» The request:
In the listing, change "instance" to "occurrence" in the lines between the one holding "Where can you see the gradient" and the one holding "Where can you see the palm tree crown", inclusive. Return only those lines, with nothing else altered.

» Material shown:
....

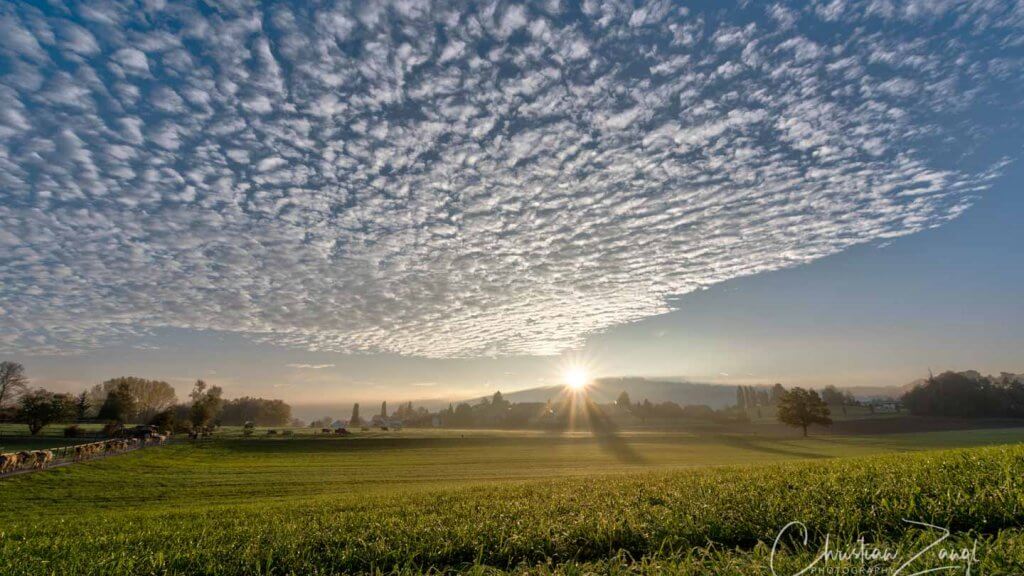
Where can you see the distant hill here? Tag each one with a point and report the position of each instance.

....

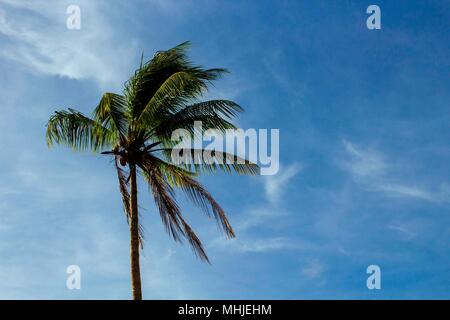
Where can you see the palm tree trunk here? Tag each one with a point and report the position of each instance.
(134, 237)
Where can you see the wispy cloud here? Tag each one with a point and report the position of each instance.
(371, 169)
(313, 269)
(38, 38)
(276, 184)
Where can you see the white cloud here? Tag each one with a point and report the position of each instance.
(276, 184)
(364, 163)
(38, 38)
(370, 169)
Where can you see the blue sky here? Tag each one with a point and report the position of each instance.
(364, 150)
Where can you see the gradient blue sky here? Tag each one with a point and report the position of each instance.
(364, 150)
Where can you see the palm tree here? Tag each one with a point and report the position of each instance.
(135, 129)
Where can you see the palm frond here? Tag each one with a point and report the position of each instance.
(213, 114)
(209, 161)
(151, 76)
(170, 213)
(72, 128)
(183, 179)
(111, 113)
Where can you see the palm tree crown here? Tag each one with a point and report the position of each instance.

....

» Answer to the task:
Where can you see the gradient blue sky here? Tag each one with a point and report the position of each occurrence.
(364, 150)
Where can you see the palm tree here? Tag each one with a point and report the position of each occurrence.
(135, 129)
Where can you see the palm frond here? Tag each one with a point and report the position of each occurrence.
(213, 114)
(209, 161)
(151, 76)
(170, 213)
(72, 128)
(183, 179)
(111, 113)
Where can you see the palm tree crown here? Tag each one with a point and report the position of each occurrence.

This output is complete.